-- start --
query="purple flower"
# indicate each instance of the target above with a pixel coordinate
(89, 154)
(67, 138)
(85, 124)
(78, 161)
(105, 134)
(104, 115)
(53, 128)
-- end --
Task directions. Can you format the items above as a two-column CSV with the headers "prompt" and "points", with one row per item? Put each item's text and its answer in a single quoted field, with line breaks replaced by spaces.

Exercise solution.
prompt,points
"query=""purple flower"" # indicate each instance of the target above with a pixel coordinate","(89, 154) (67, 138) (85, 124) (78, 161) (105, 134) (104, 115) (53, 128)"